TASK TO CARRY OUT: Starting at the top of the listing, extract every line up to and including the one with "116L91 153L71 161L52". Pictures stay out of the copy.
—————
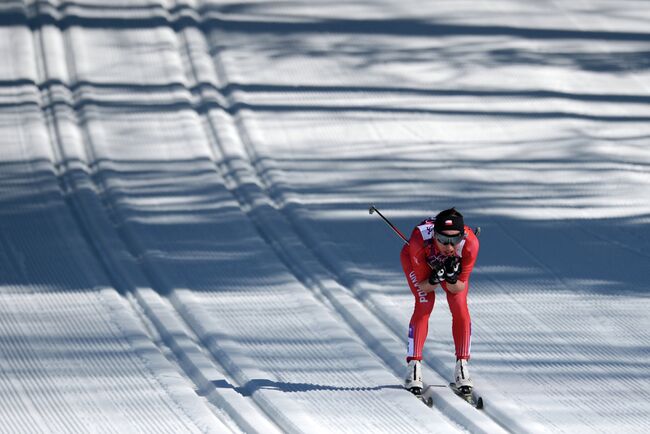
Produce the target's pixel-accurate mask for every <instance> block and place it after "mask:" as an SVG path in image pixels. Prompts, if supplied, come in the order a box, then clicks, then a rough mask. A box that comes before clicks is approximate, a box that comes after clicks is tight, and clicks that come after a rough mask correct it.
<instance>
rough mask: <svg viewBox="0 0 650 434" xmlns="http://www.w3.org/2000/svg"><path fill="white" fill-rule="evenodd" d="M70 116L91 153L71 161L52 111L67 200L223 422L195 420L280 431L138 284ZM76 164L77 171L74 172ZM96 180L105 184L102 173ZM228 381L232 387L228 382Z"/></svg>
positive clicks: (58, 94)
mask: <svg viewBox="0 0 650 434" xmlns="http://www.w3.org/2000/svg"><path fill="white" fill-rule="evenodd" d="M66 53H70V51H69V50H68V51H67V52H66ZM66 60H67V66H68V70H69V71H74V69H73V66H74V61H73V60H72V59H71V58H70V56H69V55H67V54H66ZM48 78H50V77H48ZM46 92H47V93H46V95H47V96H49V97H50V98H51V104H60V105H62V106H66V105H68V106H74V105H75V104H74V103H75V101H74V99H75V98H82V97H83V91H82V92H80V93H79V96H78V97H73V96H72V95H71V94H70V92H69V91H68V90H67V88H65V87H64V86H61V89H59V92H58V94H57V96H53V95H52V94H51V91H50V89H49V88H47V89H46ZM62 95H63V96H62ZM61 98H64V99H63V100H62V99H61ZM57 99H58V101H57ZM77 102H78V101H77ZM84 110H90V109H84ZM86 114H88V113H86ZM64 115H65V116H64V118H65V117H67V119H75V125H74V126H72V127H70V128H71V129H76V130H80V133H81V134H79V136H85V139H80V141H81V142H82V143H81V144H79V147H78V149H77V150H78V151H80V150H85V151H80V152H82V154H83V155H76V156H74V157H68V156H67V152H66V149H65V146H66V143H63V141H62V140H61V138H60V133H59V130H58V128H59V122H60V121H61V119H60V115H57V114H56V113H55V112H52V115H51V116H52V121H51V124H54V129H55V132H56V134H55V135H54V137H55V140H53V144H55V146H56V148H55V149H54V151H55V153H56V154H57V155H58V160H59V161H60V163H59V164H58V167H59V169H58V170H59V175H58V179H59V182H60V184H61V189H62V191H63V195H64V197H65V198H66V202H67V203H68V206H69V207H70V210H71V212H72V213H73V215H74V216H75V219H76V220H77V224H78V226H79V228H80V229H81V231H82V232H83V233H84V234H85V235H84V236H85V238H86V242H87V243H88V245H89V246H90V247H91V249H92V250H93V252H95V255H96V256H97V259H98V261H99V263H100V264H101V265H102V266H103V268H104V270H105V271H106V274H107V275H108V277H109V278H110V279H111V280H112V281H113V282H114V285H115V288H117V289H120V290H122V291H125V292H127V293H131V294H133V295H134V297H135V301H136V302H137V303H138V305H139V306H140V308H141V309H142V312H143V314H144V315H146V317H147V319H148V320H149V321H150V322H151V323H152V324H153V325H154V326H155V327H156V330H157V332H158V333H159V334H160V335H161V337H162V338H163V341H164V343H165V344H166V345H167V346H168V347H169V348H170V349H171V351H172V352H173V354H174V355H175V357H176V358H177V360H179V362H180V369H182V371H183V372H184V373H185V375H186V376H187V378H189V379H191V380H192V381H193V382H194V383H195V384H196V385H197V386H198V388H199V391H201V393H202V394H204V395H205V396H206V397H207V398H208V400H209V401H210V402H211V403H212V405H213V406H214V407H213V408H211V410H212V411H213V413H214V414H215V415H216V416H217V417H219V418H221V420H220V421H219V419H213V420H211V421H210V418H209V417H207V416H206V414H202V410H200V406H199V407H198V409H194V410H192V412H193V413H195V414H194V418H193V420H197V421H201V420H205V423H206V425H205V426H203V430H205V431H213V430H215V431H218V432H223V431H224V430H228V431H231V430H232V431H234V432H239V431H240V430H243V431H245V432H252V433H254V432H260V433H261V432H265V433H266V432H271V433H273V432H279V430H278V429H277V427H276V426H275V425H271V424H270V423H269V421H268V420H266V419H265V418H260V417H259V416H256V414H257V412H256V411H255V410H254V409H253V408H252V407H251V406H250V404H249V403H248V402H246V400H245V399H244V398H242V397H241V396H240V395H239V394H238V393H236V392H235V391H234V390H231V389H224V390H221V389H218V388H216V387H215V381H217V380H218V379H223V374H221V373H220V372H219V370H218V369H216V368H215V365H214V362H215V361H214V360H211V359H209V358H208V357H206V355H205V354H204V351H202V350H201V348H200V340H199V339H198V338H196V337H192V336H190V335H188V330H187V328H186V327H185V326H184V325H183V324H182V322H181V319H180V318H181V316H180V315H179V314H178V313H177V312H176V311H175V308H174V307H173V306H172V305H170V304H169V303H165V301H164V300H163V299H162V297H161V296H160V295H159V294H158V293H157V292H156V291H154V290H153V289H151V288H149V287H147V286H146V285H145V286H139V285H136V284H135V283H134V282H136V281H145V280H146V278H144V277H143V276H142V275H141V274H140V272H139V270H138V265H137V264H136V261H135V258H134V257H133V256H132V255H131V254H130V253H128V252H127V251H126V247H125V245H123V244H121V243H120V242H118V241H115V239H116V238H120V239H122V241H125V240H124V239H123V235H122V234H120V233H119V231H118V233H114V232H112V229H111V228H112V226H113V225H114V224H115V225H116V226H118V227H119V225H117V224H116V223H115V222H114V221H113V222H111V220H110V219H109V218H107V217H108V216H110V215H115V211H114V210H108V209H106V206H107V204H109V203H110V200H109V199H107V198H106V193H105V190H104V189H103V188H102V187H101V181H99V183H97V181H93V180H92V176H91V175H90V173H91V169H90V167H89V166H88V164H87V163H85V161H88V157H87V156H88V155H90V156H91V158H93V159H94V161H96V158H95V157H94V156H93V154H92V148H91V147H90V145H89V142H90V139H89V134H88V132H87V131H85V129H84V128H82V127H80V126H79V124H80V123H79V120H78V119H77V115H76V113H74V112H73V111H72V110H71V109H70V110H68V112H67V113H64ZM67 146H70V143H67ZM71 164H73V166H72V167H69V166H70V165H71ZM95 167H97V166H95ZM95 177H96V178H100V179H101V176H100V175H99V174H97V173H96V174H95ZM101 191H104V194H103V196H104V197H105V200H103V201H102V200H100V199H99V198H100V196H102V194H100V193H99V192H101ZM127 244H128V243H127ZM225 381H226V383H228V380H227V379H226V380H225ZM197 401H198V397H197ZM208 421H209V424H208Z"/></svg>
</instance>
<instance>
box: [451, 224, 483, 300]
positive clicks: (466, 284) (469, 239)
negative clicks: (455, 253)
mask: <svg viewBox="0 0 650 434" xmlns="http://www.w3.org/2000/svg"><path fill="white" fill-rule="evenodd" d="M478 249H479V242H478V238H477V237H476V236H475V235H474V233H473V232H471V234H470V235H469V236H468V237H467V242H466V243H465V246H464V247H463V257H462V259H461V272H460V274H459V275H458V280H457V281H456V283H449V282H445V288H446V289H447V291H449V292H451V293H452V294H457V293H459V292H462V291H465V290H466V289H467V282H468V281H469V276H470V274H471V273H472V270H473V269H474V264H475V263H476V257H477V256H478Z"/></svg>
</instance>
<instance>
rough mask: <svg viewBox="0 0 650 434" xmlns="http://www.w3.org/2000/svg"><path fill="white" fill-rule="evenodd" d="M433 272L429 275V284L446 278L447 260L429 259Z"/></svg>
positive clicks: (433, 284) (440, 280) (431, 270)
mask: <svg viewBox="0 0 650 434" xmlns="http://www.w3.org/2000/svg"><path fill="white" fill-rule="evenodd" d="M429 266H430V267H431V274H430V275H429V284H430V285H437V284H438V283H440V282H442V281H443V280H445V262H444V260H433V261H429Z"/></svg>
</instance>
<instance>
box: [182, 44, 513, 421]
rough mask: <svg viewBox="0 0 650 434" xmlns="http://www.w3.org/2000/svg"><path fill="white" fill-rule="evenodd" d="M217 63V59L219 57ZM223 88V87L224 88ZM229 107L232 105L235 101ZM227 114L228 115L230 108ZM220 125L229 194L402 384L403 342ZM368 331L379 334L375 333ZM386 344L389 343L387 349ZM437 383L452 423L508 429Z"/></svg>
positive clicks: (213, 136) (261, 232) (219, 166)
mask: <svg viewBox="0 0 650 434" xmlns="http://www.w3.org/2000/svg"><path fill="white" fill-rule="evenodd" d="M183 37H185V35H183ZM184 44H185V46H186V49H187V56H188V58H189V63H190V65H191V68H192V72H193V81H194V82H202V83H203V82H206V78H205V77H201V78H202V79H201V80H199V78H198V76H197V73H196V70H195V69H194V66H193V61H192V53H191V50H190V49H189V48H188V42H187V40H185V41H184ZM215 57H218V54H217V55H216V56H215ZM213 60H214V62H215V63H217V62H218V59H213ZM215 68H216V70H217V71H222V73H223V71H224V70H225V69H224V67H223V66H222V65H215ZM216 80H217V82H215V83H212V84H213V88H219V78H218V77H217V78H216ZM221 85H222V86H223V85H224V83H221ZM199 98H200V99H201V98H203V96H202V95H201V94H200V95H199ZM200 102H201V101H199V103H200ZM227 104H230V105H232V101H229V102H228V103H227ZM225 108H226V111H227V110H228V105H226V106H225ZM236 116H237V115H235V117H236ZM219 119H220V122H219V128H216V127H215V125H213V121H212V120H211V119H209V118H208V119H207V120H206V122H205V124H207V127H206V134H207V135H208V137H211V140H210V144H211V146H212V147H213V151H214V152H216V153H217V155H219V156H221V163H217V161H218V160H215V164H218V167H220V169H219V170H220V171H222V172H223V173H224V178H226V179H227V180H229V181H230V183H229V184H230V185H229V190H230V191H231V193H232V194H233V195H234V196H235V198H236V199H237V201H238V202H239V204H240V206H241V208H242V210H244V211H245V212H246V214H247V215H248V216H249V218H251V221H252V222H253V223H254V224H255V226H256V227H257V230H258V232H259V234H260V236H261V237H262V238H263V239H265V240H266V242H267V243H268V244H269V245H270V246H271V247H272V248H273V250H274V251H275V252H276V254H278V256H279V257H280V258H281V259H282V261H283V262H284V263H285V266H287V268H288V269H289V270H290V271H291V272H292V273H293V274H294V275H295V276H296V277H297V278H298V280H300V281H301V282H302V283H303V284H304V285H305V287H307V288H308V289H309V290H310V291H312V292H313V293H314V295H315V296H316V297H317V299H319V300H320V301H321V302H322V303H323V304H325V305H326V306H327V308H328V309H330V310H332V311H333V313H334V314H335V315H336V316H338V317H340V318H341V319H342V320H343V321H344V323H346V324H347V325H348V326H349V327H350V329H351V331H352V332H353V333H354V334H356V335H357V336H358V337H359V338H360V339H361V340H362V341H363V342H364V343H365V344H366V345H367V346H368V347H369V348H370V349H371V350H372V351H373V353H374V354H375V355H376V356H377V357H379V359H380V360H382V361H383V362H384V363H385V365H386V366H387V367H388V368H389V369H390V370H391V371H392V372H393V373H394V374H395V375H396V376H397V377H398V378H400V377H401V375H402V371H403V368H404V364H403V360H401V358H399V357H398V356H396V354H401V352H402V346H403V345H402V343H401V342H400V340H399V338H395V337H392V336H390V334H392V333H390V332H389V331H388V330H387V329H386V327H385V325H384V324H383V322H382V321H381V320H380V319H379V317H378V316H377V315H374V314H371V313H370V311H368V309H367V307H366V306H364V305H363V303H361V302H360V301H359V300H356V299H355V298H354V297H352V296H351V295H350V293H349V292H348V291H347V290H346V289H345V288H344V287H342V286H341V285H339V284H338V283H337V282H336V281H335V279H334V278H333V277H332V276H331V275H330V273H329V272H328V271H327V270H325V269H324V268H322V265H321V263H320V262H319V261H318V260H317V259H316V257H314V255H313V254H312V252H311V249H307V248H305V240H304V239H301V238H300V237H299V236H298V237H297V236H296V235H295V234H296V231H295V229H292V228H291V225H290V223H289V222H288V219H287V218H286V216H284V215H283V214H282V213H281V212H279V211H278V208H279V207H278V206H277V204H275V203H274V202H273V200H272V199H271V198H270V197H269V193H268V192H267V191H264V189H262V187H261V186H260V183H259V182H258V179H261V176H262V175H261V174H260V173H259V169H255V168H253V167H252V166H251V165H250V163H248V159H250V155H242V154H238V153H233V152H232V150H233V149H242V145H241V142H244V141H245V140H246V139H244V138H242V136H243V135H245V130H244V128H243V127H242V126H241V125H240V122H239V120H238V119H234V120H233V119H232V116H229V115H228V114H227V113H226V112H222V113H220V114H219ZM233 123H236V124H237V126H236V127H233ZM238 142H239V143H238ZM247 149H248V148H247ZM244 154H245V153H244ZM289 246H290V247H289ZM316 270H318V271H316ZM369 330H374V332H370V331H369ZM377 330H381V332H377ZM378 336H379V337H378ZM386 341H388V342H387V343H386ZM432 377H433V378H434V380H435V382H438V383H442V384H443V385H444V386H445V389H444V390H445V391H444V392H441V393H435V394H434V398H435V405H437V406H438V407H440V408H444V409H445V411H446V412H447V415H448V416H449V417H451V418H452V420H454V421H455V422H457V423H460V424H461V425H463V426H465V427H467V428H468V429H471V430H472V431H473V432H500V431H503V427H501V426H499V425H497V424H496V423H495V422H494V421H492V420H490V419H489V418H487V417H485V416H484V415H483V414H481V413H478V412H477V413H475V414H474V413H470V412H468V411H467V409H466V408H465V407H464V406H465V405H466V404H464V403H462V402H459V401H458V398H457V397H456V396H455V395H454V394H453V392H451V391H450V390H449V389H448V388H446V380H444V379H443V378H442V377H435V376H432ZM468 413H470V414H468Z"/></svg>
—————
RESULT FOR THIS EXERCISE:
Produce the target's pixel-accurate mask for every <instance> block and place it after "mask:" as an SVG path in image pixels. Prompts, if supplied, come in the order a box, then clicks, then a rough mask. A box that comes before clicks is approximate, a box that comes after clicks is tight, and clicks that come after a rough mask correct it.
<instance>
rough mask: <svg viewBox="0 0 650 434" xmlns="http://www.w3.org/2000/svg"><path fill="white" fill-rule="evenodd" d="M70 116L91 153L71 161L52 111L67 200L223 422L195 420L280 431L138 284ZM76 164L77 171L74 172ZM96 180L105 184L102 173ZM228 381L232 387L228 382Z"/></svg>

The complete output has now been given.